RECORD EXCERPTS

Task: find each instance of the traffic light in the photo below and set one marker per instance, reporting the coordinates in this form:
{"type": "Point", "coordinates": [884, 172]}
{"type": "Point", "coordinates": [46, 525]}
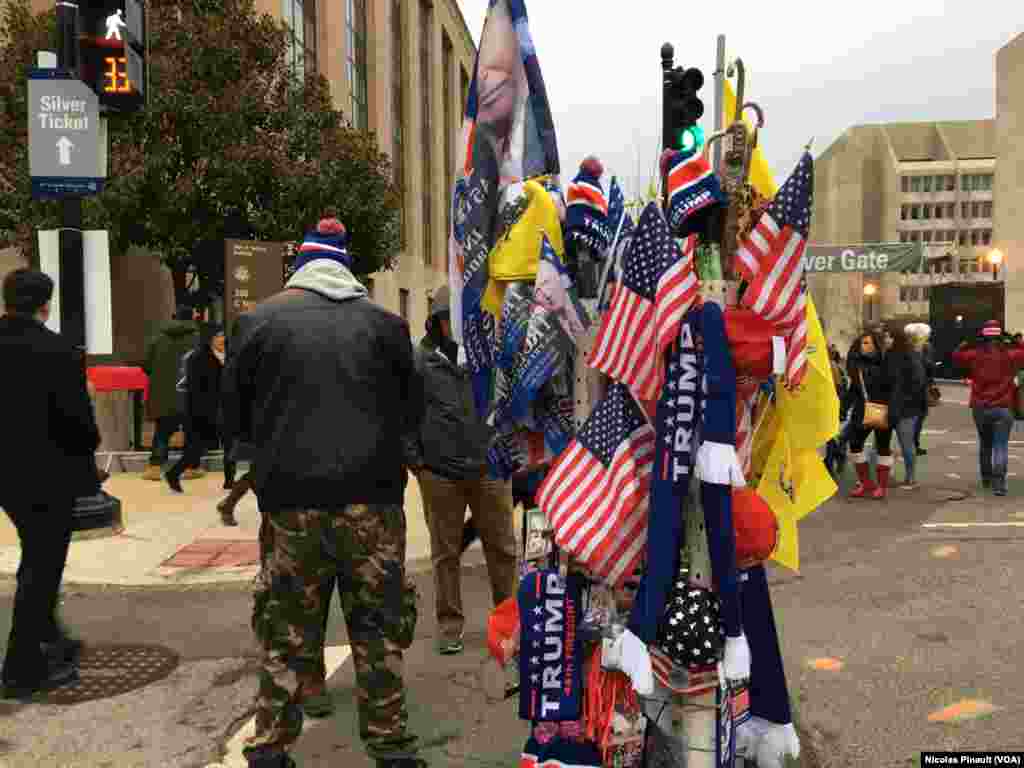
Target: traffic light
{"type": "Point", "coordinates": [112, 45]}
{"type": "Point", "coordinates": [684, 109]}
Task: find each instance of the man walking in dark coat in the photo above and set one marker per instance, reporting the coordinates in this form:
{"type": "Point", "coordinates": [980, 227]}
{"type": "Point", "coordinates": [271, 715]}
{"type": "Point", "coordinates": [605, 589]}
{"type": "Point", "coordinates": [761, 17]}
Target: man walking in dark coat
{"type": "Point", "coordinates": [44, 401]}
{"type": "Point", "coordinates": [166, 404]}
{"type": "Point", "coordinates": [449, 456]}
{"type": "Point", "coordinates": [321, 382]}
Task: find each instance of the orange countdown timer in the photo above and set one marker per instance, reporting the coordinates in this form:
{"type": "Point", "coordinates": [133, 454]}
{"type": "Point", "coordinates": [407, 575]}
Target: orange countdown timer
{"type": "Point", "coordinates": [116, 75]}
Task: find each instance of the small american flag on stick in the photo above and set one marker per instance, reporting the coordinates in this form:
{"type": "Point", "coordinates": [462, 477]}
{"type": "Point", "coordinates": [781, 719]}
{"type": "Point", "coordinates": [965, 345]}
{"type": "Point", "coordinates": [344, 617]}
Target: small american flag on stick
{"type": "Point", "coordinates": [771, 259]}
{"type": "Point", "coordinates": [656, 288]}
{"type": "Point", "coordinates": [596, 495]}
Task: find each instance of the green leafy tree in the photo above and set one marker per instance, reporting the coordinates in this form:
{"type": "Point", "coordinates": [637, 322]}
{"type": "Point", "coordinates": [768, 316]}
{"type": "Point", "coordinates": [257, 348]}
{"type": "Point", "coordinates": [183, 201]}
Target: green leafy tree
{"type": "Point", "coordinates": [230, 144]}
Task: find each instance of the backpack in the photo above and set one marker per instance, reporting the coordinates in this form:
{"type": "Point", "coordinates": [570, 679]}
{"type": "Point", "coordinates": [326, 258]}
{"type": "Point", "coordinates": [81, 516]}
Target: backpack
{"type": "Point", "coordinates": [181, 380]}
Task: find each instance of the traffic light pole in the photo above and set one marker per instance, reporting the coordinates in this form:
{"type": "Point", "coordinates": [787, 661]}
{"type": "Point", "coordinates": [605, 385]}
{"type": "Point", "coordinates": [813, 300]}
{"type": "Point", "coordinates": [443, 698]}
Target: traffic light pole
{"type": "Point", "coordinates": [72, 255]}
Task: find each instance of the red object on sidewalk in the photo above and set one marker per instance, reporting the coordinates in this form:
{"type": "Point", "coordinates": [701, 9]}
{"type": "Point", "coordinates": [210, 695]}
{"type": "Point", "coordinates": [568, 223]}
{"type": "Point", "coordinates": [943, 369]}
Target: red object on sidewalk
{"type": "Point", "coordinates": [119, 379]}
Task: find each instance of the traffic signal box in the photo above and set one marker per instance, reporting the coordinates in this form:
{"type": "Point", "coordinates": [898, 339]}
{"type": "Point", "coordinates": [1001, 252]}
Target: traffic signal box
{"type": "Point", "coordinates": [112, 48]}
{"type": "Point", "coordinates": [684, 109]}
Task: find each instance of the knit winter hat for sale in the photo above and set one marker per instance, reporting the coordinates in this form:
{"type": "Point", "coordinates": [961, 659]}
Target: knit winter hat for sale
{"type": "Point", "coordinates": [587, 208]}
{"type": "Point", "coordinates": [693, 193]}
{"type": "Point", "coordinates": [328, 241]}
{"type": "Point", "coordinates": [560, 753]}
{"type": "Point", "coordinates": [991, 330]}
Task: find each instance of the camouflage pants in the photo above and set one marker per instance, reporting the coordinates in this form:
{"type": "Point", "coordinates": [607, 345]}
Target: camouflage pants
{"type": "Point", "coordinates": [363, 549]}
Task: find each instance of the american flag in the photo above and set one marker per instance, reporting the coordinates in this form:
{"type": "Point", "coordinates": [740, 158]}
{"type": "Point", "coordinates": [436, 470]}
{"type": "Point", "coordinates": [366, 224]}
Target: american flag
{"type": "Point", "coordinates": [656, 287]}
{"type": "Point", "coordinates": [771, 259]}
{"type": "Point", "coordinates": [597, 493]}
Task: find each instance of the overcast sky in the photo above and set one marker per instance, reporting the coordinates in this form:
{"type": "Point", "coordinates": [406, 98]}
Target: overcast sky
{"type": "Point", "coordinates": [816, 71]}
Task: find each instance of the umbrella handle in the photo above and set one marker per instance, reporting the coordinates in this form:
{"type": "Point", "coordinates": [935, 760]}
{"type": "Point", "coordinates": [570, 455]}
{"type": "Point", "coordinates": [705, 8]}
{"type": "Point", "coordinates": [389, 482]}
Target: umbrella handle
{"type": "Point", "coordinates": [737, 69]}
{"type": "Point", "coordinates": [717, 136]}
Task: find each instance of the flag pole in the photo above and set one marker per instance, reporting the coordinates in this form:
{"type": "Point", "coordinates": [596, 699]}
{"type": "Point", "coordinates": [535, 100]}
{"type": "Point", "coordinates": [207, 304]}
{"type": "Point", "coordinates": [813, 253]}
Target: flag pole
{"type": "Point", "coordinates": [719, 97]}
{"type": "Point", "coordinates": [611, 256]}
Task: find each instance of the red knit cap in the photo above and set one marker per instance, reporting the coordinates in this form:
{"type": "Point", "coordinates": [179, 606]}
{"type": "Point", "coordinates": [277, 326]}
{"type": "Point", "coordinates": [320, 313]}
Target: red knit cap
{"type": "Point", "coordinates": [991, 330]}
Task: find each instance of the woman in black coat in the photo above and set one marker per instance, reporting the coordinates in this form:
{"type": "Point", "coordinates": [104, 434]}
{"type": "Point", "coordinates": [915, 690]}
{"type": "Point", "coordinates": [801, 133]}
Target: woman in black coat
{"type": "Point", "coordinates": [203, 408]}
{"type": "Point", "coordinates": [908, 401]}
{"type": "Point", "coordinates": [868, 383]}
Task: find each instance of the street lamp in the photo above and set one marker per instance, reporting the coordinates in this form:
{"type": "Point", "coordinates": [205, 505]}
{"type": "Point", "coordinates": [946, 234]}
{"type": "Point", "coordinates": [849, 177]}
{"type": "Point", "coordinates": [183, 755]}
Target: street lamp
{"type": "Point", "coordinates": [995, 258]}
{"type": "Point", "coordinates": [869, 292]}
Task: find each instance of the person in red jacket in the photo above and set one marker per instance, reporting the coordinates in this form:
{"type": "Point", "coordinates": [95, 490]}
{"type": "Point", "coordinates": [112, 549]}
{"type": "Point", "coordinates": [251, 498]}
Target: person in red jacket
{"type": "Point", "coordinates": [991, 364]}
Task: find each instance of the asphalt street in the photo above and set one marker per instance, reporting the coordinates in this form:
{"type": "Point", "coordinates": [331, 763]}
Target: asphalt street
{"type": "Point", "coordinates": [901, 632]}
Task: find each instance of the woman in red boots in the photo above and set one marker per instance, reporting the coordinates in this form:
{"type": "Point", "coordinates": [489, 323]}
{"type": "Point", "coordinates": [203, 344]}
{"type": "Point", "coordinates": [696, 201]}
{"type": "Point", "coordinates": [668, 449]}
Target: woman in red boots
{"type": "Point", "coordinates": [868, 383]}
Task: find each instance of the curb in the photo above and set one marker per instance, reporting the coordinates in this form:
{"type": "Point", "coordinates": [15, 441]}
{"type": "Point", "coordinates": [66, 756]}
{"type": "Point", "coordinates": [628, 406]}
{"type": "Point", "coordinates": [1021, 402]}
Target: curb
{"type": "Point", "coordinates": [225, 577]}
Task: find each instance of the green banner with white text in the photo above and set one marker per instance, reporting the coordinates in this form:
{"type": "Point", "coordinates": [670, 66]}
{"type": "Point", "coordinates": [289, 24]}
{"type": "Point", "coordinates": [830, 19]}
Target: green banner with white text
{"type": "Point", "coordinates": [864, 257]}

--

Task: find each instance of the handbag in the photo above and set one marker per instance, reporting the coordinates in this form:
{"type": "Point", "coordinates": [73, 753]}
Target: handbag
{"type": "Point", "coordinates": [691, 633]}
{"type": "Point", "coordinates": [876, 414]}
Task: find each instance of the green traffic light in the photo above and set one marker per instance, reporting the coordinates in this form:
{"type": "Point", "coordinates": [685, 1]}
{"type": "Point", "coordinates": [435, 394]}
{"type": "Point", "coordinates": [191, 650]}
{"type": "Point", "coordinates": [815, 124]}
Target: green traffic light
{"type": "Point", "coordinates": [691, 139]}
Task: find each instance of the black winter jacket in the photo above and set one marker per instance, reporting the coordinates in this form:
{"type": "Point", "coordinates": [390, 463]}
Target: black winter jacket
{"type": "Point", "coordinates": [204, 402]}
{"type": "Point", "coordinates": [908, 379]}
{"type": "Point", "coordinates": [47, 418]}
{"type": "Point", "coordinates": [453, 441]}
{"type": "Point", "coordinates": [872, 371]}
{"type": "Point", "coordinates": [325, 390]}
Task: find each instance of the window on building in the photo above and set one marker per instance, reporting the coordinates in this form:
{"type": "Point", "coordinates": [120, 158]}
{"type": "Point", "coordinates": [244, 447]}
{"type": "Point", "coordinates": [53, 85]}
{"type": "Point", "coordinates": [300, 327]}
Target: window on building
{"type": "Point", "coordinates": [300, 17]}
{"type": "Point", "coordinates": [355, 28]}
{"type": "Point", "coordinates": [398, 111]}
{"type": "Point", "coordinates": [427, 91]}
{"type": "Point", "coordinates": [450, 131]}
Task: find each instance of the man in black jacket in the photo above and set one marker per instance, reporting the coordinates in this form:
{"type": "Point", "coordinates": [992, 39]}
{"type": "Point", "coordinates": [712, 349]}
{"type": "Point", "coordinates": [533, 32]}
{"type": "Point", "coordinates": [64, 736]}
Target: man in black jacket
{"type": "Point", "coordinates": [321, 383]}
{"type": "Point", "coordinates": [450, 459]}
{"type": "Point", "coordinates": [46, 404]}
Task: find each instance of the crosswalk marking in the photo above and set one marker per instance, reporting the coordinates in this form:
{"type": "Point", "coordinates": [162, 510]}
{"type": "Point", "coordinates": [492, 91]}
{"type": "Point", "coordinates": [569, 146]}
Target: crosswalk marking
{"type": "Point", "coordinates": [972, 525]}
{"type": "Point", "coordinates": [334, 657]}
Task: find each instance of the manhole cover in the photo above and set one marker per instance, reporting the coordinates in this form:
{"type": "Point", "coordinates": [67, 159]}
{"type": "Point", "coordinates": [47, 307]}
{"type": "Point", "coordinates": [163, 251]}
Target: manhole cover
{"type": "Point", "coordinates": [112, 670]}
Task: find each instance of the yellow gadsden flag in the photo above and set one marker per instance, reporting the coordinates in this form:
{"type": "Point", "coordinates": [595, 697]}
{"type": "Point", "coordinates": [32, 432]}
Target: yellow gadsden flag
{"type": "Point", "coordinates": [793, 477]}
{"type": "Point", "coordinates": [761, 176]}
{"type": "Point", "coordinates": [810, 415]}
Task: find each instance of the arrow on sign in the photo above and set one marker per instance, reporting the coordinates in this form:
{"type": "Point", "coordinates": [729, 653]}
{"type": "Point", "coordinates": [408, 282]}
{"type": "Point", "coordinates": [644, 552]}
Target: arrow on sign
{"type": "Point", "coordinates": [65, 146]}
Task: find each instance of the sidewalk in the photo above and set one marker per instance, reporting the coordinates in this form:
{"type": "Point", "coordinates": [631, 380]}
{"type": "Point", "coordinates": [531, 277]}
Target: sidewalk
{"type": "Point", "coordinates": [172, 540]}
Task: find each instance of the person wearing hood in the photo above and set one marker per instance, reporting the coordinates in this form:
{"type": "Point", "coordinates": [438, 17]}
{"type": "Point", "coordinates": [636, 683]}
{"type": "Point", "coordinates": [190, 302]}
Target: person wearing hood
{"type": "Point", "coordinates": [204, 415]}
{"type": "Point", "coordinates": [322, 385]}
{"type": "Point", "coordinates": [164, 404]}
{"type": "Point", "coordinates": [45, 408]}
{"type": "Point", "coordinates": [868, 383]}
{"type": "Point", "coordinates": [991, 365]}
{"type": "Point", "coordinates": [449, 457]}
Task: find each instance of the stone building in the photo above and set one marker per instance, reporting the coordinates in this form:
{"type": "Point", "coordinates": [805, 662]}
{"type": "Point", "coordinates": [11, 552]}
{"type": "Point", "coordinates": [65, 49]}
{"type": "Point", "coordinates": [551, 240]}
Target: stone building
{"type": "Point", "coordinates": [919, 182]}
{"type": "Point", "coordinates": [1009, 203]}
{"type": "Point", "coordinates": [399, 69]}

TASK PROMPT
All lines above from the one with "Target: man walking in dark coat" to the one with "Task: find each instance of the small", inclusive, should be copied exactly, and no other lines.

RESULT BELOW
Target: man walking in dark coat
{"type": "Point", "coordinates": [44, 401]}
{"type": "Point", "coordinates": [166, 404]}
{"type": "Point", "coordinates": [449, 456]}
{"type": "Point", "coordinates": [321, 382]}
Task: find each instance of the orange countdown timer in the photo above and set one marker per instance, reporting the coordinates in this form:
{"type": "Point", "coordinates": [133, 454]}
{"type": "Point", "coordinates": [407, 575]}
Target: orange countdown timer
{"type": "Point", "coordinates": [116, 75]}
Task: find each instance of the small american flag on stick in the photo above and set one marker per instance, reporting the coordinates in this form:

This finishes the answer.